▶ **EXERCISE REQUIREMENTS**: Rescale everything from the line containing "black stove pipe" down to the end of the entries, writing out every line again, requests included. Multiply each answer coordinate by 1.35 and round it to a whole number, with halves rounded up.
══ DATA LINES ══
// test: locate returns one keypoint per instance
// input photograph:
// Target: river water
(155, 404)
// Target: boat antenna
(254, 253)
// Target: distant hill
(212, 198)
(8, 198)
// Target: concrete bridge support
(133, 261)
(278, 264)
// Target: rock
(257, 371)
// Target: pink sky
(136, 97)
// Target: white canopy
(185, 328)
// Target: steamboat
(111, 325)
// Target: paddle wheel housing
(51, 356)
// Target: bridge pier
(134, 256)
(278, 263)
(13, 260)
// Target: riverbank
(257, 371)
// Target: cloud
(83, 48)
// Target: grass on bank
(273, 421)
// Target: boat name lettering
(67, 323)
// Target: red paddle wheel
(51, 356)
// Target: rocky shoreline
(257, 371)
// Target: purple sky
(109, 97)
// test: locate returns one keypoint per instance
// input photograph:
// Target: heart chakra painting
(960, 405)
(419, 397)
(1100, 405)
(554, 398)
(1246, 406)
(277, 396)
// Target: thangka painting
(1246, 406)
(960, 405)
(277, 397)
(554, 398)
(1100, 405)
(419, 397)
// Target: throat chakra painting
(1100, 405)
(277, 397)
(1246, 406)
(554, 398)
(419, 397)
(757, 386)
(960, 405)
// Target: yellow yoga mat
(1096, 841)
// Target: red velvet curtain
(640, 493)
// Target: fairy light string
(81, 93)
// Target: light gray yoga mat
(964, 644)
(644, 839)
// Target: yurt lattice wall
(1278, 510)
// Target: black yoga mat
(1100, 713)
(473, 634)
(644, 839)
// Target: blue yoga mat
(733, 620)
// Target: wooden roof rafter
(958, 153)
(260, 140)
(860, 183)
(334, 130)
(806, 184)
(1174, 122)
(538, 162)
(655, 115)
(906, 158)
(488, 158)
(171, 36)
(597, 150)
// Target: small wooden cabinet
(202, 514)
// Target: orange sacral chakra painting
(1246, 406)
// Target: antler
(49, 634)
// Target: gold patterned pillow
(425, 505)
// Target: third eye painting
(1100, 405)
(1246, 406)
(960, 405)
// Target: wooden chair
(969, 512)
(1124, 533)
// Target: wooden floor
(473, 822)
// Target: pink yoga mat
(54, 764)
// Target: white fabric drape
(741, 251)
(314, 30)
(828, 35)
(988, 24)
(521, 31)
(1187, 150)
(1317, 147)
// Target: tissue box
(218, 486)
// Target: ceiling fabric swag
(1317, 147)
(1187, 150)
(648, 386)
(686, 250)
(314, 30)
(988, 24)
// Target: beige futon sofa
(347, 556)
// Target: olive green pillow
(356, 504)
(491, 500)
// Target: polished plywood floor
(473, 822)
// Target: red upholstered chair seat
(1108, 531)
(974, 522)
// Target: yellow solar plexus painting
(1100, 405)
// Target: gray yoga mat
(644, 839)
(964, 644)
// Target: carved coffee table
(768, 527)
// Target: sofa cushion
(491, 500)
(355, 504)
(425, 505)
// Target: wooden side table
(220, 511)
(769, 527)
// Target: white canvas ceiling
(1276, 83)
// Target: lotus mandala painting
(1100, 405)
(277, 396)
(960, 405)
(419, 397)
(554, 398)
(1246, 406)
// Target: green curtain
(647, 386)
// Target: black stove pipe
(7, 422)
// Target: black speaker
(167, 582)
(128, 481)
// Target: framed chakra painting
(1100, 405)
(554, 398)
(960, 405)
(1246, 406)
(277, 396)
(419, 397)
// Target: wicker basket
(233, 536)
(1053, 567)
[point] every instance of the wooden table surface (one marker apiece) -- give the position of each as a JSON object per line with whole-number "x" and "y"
═══
▶ **RESULT BELOW**:
// Target: black stove pipe
(9, 570)
// Target: black speaker
(225, 786)
(173, 649)
// Target: framed chakra painting
(1485, 547)
(748, 537)
(1296, 547)
(1682, 548)
(374, 535)
(566, 536)
// Target: wicker basket
(315, 724)
(1422, 765)
[point] every instance of the wooden table surface (one marker apiece) -- give the position of each as a JSON object per line with whole-number "x" and "y"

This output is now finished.